Every entry needs to be written out again exactly, with its pictures removed.

[Point-per-instance localization data]
════════════════════
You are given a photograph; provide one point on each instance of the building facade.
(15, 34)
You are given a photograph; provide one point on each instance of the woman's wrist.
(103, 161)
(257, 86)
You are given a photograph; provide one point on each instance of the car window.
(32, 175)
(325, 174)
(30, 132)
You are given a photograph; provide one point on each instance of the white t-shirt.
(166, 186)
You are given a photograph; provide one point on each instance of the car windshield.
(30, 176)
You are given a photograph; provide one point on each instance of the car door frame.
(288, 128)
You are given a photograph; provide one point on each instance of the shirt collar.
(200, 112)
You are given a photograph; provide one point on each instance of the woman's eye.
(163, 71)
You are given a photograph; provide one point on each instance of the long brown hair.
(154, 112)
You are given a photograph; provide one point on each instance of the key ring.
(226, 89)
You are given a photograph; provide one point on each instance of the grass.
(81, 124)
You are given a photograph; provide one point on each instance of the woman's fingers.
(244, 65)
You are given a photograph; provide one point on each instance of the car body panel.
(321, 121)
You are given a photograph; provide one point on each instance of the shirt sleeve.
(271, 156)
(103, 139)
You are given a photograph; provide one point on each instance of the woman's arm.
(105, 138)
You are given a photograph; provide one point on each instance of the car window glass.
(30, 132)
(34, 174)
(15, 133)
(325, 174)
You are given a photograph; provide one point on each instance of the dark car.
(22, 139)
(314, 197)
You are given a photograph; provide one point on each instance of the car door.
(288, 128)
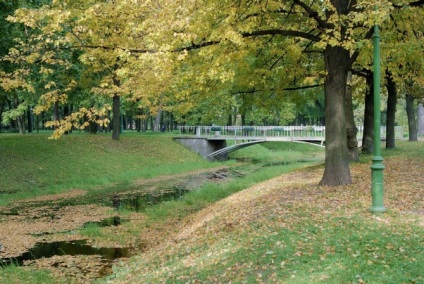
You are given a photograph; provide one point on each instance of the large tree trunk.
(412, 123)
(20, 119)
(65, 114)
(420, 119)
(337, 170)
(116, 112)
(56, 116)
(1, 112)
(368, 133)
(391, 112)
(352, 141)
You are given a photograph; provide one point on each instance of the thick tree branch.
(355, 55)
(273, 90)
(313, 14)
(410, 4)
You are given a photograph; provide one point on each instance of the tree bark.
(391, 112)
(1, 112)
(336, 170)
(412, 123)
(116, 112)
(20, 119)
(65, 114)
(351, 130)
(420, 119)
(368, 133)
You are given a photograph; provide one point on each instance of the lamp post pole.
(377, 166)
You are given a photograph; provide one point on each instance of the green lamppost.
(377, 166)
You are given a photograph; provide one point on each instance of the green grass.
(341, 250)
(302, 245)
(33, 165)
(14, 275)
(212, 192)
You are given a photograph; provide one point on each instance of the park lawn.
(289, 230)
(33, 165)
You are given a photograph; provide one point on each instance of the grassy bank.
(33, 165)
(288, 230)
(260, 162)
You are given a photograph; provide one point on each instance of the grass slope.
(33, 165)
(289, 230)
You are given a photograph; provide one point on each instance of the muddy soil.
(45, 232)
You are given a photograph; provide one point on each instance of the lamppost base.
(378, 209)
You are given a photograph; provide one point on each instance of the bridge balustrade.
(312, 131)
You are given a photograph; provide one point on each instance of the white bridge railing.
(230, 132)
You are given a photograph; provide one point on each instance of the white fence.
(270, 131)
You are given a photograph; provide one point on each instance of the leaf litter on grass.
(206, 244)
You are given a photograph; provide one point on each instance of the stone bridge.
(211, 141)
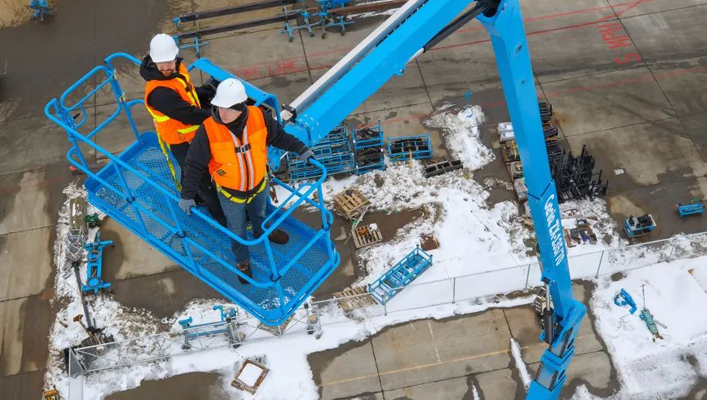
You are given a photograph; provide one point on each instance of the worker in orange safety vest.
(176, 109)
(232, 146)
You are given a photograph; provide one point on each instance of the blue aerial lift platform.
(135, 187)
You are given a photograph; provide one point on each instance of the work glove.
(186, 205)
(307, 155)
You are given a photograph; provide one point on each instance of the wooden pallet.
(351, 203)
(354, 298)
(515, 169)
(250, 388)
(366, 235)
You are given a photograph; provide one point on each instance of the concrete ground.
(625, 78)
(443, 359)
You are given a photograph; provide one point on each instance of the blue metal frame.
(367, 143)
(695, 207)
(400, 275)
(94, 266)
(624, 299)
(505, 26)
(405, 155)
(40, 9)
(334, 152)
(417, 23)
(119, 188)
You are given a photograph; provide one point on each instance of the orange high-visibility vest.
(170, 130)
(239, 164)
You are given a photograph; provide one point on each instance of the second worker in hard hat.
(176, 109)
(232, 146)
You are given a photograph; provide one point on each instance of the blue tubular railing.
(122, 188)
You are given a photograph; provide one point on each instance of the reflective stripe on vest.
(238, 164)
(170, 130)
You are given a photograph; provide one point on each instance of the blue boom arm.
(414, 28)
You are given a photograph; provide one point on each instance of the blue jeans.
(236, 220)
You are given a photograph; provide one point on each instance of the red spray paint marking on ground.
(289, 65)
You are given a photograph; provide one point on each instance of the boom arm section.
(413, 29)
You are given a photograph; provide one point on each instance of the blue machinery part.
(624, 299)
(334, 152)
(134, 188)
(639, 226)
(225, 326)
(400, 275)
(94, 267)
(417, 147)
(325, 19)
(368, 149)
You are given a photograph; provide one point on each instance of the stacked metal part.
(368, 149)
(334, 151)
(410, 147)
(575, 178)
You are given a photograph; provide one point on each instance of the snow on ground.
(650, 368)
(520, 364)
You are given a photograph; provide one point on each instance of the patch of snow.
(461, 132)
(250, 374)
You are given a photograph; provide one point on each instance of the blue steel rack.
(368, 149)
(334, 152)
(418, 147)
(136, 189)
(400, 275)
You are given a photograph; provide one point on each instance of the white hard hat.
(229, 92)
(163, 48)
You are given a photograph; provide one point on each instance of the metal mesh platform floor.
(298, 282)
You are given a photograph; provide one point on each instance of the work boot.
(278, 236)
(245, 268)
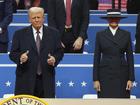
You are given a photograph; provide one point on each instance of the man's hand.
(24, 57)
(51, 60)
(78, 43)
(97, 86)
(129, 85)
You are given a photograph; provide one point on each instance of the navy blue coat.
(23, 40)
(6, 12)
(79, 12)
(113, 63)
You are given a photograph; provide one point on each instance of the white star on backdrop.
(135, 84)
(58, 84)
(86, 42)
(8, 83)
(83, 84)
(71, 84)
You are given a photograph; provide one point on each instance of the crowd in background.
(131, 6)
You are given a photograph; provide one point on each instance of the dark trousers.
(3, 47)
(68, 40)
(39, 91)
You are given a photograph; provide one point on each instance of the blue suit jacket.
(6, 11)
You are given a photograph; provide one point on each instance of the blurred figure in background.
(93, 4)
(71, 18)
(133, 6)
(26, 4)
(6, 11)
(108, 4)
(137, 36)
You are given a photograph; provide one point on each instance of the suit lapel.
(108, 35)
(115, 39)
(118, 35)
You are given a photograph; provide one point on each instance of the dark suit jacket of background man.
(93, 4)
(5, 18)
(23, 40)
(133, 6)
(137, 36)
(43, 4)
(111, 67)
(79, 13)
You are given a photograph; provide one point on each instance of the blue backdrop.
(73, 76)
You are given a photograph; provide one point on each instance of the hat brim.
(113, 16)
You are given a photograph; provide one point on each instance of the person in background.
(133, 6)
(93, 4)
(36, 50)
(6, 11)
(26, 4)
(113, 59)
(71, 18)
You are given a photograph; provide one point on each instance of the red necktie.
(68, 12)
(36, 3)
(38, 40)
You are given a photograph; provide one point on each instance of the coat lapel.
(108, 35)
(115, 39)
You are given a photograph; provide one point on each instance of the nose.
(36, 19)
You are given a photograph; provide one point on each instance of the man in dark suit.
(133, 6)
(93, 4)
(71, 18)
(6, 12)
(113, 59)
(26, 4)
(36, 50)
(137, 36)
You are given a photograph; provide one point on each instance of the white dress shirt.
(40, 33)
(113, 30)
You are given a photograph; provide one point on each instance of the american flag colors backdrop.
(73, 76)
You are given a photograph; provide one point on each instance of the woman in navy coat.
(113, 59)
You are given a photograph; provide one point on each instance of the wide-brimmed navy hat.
════════════════════
Output for this exercise
You are given a photograph; provide one point on each instance of the building facade.
(15, 34)
You are given a photograph; provide one point on each instance of the woman's wrist.
(103, 161)
(257, 86)
You are given a photograph; provide one point on each instance of the car window.
(32, 175)
(325, 174)
(30, 132)
You are given a photograph; provide one point on each instance of the white t-shirt.
(166, 186)
You are given a photograph; provide one point on each instance of the car windshield.
(30, 176)
You are given a photograph; provide one point on each instance of the car door frame.
(288, 128)
You are given a photograph; provide one point on each instance of the shirt collar.
(200, 112)
You are given a photograph; provide one point on each instance of the woman's eye.
(163, 71)
You are given a photograph; provide one point on each instance of the long brown hair.
(154, 112)
You are given a photograph; provide one point on each instance of the key ring.
(226, 89)
You are given a photograph; provide one point on each instance of the grass.
(81, 124)
You are given a photograph; provide one point on each instance of the woman's fingers.
(244, 65)
You are given a photograph; provide one point on each instance of the car body panel.
(321, 121)
You are given a photograph; provide one point on each instance of the shirt sleeve.
(271, 156)
(103, 139)
You are given a photograph; provide one point on each instance of the woman's arm.
(105, 138)
You are given a photograph; provide one point on each instance of the car window glass.
(30, 132)
(34, 174)
(15, 133)
(325, 174)
You are given a photograph; provide one point on each instance of the dark car.
(22, 139)
(314, 197)
You are given a photograph; provide one point on each instance of the car door.
(288, 128)
You are given a photograph; provide one point on each instance of the large tree trunk.
(412, 123)
(20, 119)
(65, 114)
(420, 119)
(337, 170)
(116, 112)
(56, 116)
(1, 112)
(368, 133)
(391, 112)
(352, 141)
You are given a photograph; provide one point on each instance of the thick tree branch.
(355, 55)
(273, 90)
(313, 14)
(410, 4)
You are given a photograph; provide one point on each instance of the tree bark.
(391, 112)
(1, 112)
(336, 170)
(412, 123)
(116, 112)
(20, 119)
(65, 114)
(351, 130)
(420, 119)
(368, 133)
You are given a photograph; provide one point on each instance of the lamp post pole.
(377, 166)
You are given a photograph; provide one point on each instance of the green lamppost.
(377, 166)
You are given a photograph; provide one point on each instance of the green grass.
(341, 250)
(302, 245)
(33, 165)
(14, 275)
(212, 192)
You are given a photograph; provide one point on each instance of the park lawn.
(289, 230)
(33, 165)
You are given a photograph; provide one point on each instance of the grassy bank.
(33, 165)
(288, 230)
(260, 162)
You are given a photograph; provide one point on each instance of the grass slope.
(33, 165)
(289, 230)
You are given a photograph; provide one point on each instance of the muddy soil.
(45, 232)
You are given a photograph; provide one point on each instance of the lamppost base.
(378, 209)
You are given a photograph; provide one point on each instance of the bridge balustrade.
(312, 131)
You are given a photograph; provide one point on each instance of the white bridge railing.
(230, 132)
You are given a photograph; provide one point on each instance of the white fence.
(270, 131)
You are given a photograph; provide one point on each instance of the leaf litter on grass.
(206, 244)
You are given a photograph; provide one point on each instance of the stone bridge.
(211, 141)
You are given a photograph; provide one point on each instance of the worker in orange safety vest.
(176, 109)
(232, 146)
You are given a photograph; provide one point on each instance of the blue aerial lift platform.
(135, 187)
You are given a photograph; provide one point on each instance of the work glove.
(186, 205)
(307, 155)
You are given a photograph; provide one point on each instance of the wooden pallet.
(351, 203)
(354, 298)
(515, 169)
(250, 388)
(366, 235)
You are given a photograph; provide one point on each instance of the concrete ground.
(625, 78)
(443, 359)
You are given a photograph; provide one point on each instance of the blue metal frame.
(367, 143)
(695, 207)
(400, 275)
(94, 266)
(624, 299)
(505, 26)
(405, 155)
(40, 9)
(334, 152)
(417, 23)
(119, 188)
You are given a photograph; provide one point on each instance of the orange high-visibility vest.
(170, 130)
(239, 164)
You are given a photograph; provide one point on each instance of the second worker in hard hat.
(176, 109)
(232, 146)
You are given a photograph; provide one point on each instance of the blue tubular railing.
(122, 188)
You are given a photograph; provide one point on each instance of the reflective stripe on vest.
(238, 164)
(170, 130)
You are given a photograph; provide one point on each instance of the blue boom arm.
(414, 28)
You are given a photograph; provide one point on each instance of the blue jeans.
(236, 220)
You are given a photograph; provide one point on each instance of the red spray paint marking on ground.
(289, 65)
You are given a photograph; provide one point on each instance of the boom arm section.
(413, 29)
You are given a photograph; provide one point on each instance of the blue machinery part.
(624, 299)
(334, 152)
(134, 188)
(639, 226)
(225, 326)
(400, 275)
(94, 267)
(417, 147)
(325, 19)
(368, 149)
You are given a photograph; provide one point on each instance of the stacked metal part.
(368, 149)
(334, 151)
(410, 147)
(575, 178)
You are given a photograph; provide one point on each instance of the snow on ground.
(650, 368)
(520, 364)
You are given a photograph; provide one point on each instance of the patch of snow.
(461, 132)
(250, 374)
You are given a photograph; provide one point on each instance of the blue steel rack.
(368, 149)
(334, 152)
(418, 147)
(136, 189)
(400, 275)
You are given a photograph; provide one point on each instance of the white hard hat.
(229, 92)
(163, 48)
You are given a photograph; provide one point on each instance of the metal mesh platform floor.
(298, 282)
You are given a photograph; provide one point on each instance of the work boot.
(278, 236)
(245, 268)
You are given a photograph; provide one point on each instance of the man's hand.
(24, 57)
(51, 60)
(78, 43)
(97, 86)
(129, 85)
You are given a photograph; provide one point on each instance of the navy blue coat.
(23, 40)
(6, 12)
(79, 12)
(113, 63)
You are given a photograph; provide one point on each instance of the white star on backdrop.
(135, 84)
(58, 84)
(86, 42)
(8, 83)
(83, 84)
(71, 84)
You are given a photograph; provide one point on each instance of the crowd in background.
(131, 6)
You are given a photograph; provide one point on each instance of the dark trousers.
(3, 47)
(68, 40)
(39, 91)
You are given a photograph; provide one point on each instance of the blue suit jacket.
(6, 11)
You are given a photograph; provide one point on each instance of the blurred figure in background.
(93, 4)
(71, 18)
(133, 6)
(26, 4)
(6, 11)
(108, 4)
(137, 36)
You are given a photograph; provide one point on each instance of the suit lapel.
(108, 35)
(115, 39)
(118, 35)
You are given a photograph; provide one point on each instance of the dark suit jacket of background man.
(93, 4)
(5, 18)
(23, 40)
(133, 6)
(137, 36)
(43, 4)
(111, 67)
(79, 13)
You are given a photograph; provide one point on each instance of the blue backdrop.
(73, 76)
You are given a photograph; provide one point on each instance of the hat brim.
(113, 16)
You are given a photograph; provide one point on each instance of the person in background.
(133, 6)
(93, 4)
(36, 50)
(6, 11)
(26, 4)
(113, 59)
(71, 18)
You are given a photograph; provide one point on each instance of the red necktie.
(68, 12)
(36, 3)
(38, 40)
You are given a photograph; provide one point on each instance of the coat lapel.
(108, 35)
(115, 39)
You are given a photograph; provide one point on each instance of the nose.
(36, 19)
You are given a photograph; provide one point on each instance of the man in dark suit.
(133, 6)
(93, 4)
(71, 18)
(6, 12)
(113, 59)
(26, 4)
(36, 50)
(137, 36)
You are given a photograph; provide one point on each instance of the white dress shirt.
(40, 33)
(113, 30)
You are given a photograph; provide one point on each instance of the american flag colors backdrop.
(73, 76)
You are given a photograph; provide one point on each instance of the woman in navy coat.
(113, 59)
You are given a photograph; provide one point on each instance of the wide-brimmed navy hat.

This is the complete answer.